### THE PROBLEM
Copy each line below without leaving any out.

### MATERIAL TO PROCESS
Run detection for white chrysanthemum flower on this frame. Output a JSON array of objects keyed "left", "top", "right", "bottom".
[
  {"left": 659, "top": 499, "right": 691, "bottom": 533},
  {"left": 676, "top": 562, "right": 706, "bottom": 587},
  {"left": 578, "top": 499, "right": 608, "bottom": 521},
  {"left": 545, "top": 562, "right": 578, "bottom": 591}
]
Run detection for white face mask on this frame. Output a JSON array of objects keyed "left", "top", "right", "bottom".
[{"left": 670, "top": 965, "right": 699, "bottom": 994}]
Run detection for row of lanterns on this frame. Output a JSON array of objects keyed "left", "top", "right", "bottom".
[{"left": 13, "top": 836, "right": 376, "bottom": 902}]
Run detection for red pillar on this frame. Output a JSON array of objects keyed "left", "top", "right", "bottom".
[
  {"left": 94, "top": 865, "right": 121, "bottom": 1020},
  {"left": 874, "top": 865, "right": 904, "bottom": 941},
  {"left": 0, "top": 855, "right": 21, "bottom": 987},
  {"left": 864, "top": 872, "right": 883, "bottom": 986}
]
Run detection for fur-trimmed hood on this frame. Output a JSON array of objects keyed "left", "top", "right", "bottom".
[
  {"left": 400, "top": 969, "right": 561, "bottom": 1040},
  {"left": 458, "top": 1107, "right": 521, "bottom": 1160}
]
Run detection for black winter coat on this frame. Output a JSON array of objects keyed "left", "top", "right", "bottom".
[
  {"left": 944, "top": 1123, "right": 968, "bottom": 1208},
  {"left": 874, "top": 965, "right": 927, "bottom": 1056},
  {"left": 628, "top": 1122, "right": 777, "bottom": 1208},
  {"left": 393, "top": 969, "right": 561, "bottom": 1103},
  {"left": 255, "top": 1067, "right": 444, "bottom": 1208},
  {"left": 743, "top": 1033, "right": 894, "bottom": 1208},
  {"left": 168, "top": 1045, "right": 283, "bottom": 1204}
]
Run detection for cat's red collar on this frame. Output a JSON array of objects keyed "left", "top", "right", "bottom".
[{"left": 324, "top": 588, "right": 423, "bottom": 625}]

### TASK RESULT
Run detection for white chrysanthemum flower on this frame. Output a JSON array of objects keyed "left", "top", "right", "bottom".
[
  {"left": 659, "top": 499, "right": 691, "bottom": 533},
  {"left": 676, "top": 562, "right": 706, "bottom": 587},
  {"left": 578, "top": 499, "right": 608, "bottom": 521},
  {"left": 545, "top": 562, "right": 578, "bottom": 591}
]
Run detection for white face mask on this frame. Output a JSON array of objects keyed "left", "top", "right", "bottom".
[{"left": 670, "top": 965, "right": 699, "bottom": 994}]
Run detection for row of lanterns on this frame. Output a JSON array of objects keyed "left", "top", "right", "bottom".
[{"left": 13, "top": 836, "right": 376, "bottom": 902}]
Run detection for red pillar on this frame. Output a JSON array of objects keyed "left", "top", "right", "bottom".
[
  {"left": 94, "top": 865, "right": 121, "bottom": 1020},
  {"left": 874, "top": 865, "right": 904, "bottom": 941},
  {"left": 0, "top": 855, "right": 21, "bottom": 987},
  {"left": 864, "top": 872, "right": 883, "bottom": 986}
]
Run detection for fur-trimmed hood on this frame. Output a JSON array of objects keyed "left", "top", "right", "bottom".
[
  {"left": 400, "top": 969, "right": 561, "bottom": 1040},
  {"left": 458, "top": 1107, "right": 521, "bottom": 1160}
]
Run detection for black winter coat on this frame. Output a JSON array of objects keyed "left", "top", "right", "bottom".
[
  {"left": 944, "top": 1123, "right": 968, "bottom": 1208},
  {"left": 874, "top": 965, "right": 927, "bottom": 1056},
  {"left": 628, "top": 1122, "right": 777, "bottom": 1208},
  {"left": 393, "top": 969, "right": 561, "bottom": 1103},
  {"left": 255, "top": 1067, "right": 444, "bottom": 1208},
  {"left": 743, "top": 1033, "right": 894, "bottom": 1208},
  {"left": 168, "top": 1045, "right": 283, "bottom": 1204}
]
Run detection for cat's red collar on this frame. Output a JSON array of objects keyed "left", "top", "right", "bottom".
[{"left": 324, "top": 588, "right": 423, "bottom": 625}]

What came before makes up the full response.